### Request
Starting at the line that contains "the sun lounger" and ending at the last line of the listing, repeat those lines with the requests included. Scale every coordinate in the answers by 0.35 and round to whole numbers, with halves rounded up.

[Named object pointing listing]
# # # #
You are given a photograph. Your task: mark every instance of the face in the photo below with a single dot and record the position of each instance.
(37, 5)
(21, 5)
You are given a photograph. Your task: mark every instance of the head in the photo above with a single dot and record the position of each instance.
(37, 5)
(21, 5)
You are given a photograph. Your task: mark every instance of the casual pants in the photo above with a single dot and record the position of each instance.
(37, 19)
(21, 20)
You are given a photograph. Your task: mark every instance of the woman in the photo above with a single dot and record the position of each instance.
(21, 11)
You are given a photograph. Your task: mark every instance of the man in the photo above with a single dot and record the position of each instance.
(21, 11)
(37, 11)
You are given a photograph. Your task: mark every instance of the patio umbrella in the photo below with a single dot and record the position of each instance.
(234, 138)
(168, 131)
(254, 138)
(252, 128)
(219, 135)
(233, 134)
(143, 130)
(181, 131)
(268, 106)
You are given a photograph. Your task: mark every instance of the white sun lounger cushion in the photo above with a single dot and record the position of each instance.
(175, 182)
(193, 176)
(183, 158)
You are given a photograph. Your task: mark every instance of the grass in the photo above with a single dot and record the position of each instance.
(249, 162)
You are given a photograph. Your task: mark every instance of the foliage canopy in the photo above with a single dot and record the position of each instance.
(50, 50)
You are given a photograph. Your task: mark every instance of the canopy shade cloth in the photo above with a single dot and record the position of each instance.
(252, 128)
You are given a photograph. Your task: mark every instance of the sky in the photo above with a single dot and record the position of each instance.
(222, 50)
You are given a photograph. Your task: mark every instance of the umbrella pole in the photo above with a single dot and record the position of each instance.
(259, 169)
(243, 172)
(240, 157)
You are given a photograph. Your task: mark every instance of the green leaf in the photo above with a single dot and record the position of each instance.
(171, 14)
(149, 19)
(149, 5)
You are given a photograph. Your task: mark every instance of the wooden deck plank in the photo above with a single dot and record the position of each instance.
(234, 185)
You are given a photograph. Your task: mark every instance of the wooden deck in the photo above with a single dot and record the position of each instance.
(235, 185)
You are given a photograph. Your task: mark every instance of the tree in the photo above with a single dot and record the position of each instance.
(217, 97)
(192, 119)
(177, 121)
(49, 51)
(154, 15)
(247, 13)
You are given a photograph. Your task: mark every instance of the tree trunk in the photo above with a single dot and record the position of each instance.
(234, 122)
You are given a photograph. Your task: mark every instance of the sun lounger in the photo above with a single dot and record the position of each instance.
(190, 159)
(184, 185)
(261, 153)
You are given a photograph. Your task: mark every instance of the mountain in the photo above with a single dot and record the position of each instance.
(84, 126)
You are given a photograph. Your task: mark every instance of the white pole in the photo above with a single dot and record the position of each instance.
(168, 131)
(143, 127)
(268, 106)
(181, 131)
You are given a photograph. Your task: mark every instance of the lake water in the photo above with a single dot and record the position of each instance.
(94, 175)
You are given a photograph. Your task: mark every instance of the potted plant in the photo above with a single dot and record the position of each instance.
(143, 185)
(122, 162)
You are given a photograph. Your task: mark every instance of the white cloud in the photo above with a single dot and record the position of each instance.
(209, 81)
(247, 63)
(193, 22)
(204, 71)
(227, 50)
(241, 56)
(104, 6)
# # # #
### Written response
You are given a photograph. Your task: mark every instance of the sun lounger in the photo above with a single dot and record the position of each instance.
(67, 56)
(64, 65)
(91, 54)
You are given a photograph. Your task: mark every instance of the mountain in the photo above with a single dot and record the position of each instance.
(29, 44)
You are given a photograph. Your task: mark every instance of the white pole in the photo above with a single dot and record the position of each instance.
(59, 46)
(50, 44)
(94, 37)
(63, 46)
You are given a photograph. Your task: mark every instance of the lake water in the photo above with a single dot and record the position of each instance.
(33, 61)
You are given a photograph. Your task: mark every instance of the potted plant in the photo above with a single dot and record the position of each instance.
(50, 65)
(43, 57)
You are given a photograph. Your task: mark every instance of the white cloud in the photo above with a single dot and record the position of each instance.
(73, 28)
(86, 22)
(68, 8)
(71, 25)
(79, 18)
(84, 20)
(36, 2)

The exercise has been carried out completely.